Minggu, 25 September 2011

3 of 3 memorable movie : Pintu Terlarang a.k.a The Forbidden Door

Sutradara Joko Anwar
Produser Sheila Timothy
Penulis Joko Anwar
Pemeran Fachri Albar
Marsha Timothy
Ario Bayu
Otto Djauhari
Tio Pakusadewo
Henidar Amroe
Musik oleh Aghi Narottama
Bemby Gusti
Ramondo Gascaro
Sinematografi Ipung Rahmat Syaiful
Penyunting Wawan I Wibowo
Distributor Lifelike Pictures

Kita sampai di akhir dari trilogi film yang paling memorable versi saya.
Sebenarnya saya ingin sekali mereview film ini dengan tulisan dan gaya saya sendiri. Tapi apadaya, film ini terlalu sulit untuk saya deskripsikan karena ceritanya sangat banyak "twist"nya.
Saya sangat sakit hati setelah menonton film Indonesia yang satu ini. Film ini "sakit", dalam arti menurut tafsiran saya, saya tidak merasa nonton film Indonesia saat menonton film ini.
Ini adalah film Indonesia yang paling wajib ditonton menurut saya. Sayapun rela membeli vcd dan dvd originalnya yang menurut saya harganya termahal diantara film-film Indonesia lainnya.
Tanpa panjang lebar, mari ikuti review yang agak panjang dan bikin kesel ini.



Hanya karena dia memandang kamera, bukan berarti dia sedang bicara padamu!

(Dandung, Pintu Terlarang)



Pintu Terlarang : Kamera sebagai Jarak Mutlak

oleh Hikmat Darmawan
Redaktur Rumahfilm.org, Jakarta


1.

Membaca film ini harus dimulai dari membaca Joko Anwar, sang sutradara dan penulis film ini. Dari keseluruhan karya Joko sejauh ini, termasuk karya-karya skenarionya yang disutradarai oleh orang lain (seperti fiksi., Quickie Express, dan Jakarta Undercover), segera tampak sebuah paradoks jarak.

Joko adalah seorang yang punya pengamatan tajam terhadap apa yang terjadi di sekelilingnya. Ia, misalnya, bisa membedah tipologi dan perilaku penonton bioskop kita dalam Janji Joni. Atau, tipologi lantai-lantai sebuah rumah susun dan polah unik sebagian penghuninya dalam fiksi. yang disutradarai Mouly Surya. Atau, ia mampu menggambarkan betapa sebelum jadi gigolo, tokoh Jojo dalam Quickie Express adalah tukang tambal ban.

######

→ Soal Tertulis 1
Jawablah pertanyaan berikut berdasarkan teks ulasan Pintu Terlarang.
(a) Siapa produser film ini?
(b) Apa yang rela dibeli penulis ulasan ini dari film tersebut?
(c) Apa pekerjaan tokoh Jojo dalam Quickie Express sebelum menjadi gigolo?
→ Soal Tertulis 2
Ringkas paragraf dalam teks ulasan Pintu Terlarang yang diawali "Joko adalah seorang yang punya pengamatan tajam" tanpa menghilangkan fakta utamanya.
→ Soal Tertulis 3
Tuliskan lanjutan teks ulasan Pintu Terlarang, dimulai sesudah kalimat terakhirnya.
Baris data sesudah teks ini tidak diperlukan.

→ Blok Data
######

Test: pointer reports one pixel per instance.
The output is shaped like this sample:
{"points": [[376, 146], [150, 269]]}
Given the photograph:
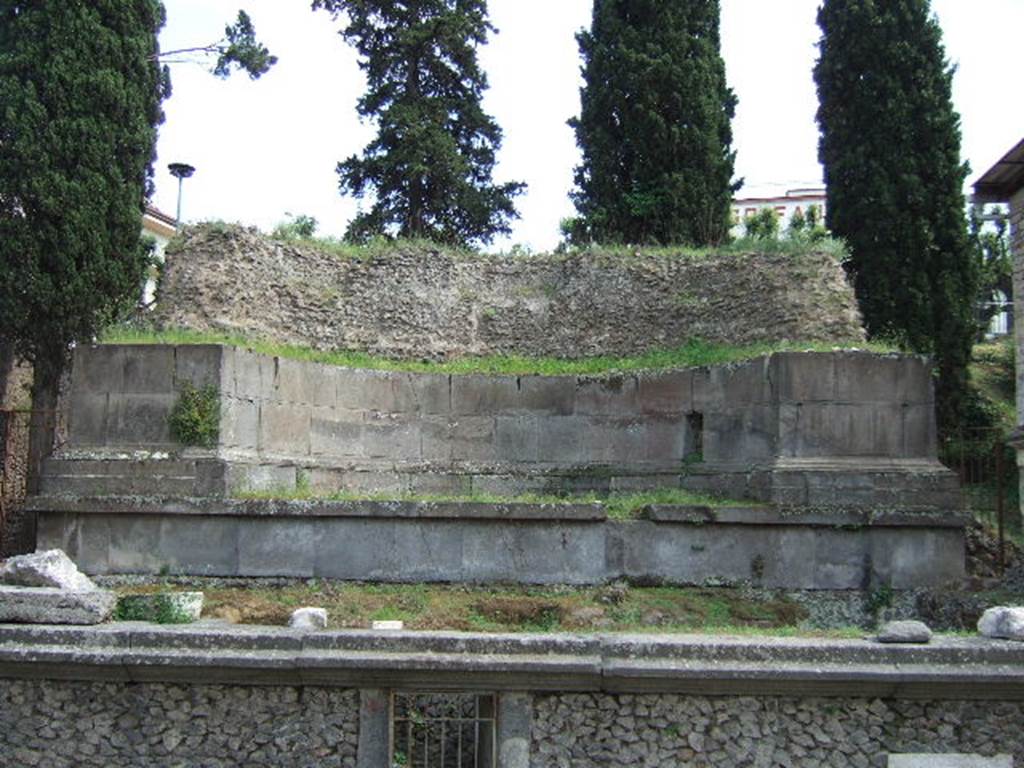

######

→ Jawaban Tertulis 1
(a) Sheila Timothy.
(b) VCD dan DVD originalnya.
(c) Tukang tambal ban.

→ Jawaban Tertulis 2
Joko memiliki pengamatan tajam terhadap lingkungannya. Ia membedah tipologi dan perilaku penonton bioskop dalam Janji Joni. Ia juga memotret tipologi lantai rumah susun dan polah penghuninya dalam fiksi. yang disutradarai Mouly Surya. Selain itu, ia menggambarkan Jojo dalam Quickie Express sebagai tukang tambal ban sebelum menjadi gigolo.

→ Jawaban Tertulis 3
Perhatikan juga kegemarannya untuk membuat adegan kejar-kejaran di dalam gang atau ruang kota yang sempit: Joko punya kesadaran ruang yang tinggi terhadap kotanya, Jakarta. Perhatikan bagaimana tokoh Alisha dalam fiksi. menguntit tokoh Bari, dan kita pun dibawa (oleh Joko, juga Mouly) mengalami sebuah transisi ruang kota yang cukup mengesankan dari ruang steril seorang putri aparatus Orba ke ruang riuh rumah susun murah di tengah kota Jakarta.

Tapi, Joko adalah juga seorang sutradara muda kita yang mampu sepenuhnya mempersetankan “realitas”, penuh sadar membuat karya-karya eskapis, berjihad memperjuangkan style di atas segalanya. Demikianlah Kala diciptakan.

Dalam film yang tak banyak ditonton (tapi banyak dibicarakan) itu, Joko menciptakan sebuah dunia yang keluar dari dunia keseharian penonton. Sebuah dunia dongeng murni, dunia eskapisme murni, dunia yang memutlakkan Joko sebagai Sang Pencipta, sehingga Joko bisa leluasa menekuk-nekuk plot dan nasib para tokohnya. Dunia yang matang secara teknik-visual, dunia rekaan yang menyatakan dengan gamblang dambaannya pada gagasan-gagasan teknik-artistik nun di Hollywood sana (noir lah, genre-bending lah).

Dengan kata lain, Joko menciptakan jarak dengan dunia para penontonnya. (Dan, jangan salah: Joko sudah punya penontonnya sendiri –mereka yang fanatik terhadap film-film Joko. Artinya? Ada saja yang rela dibetot Joko dari dunia keseharian mereka, dari “realitas”, dan dibawa serta dalam fun ride di “rumah hantu” ciptaan Joko.)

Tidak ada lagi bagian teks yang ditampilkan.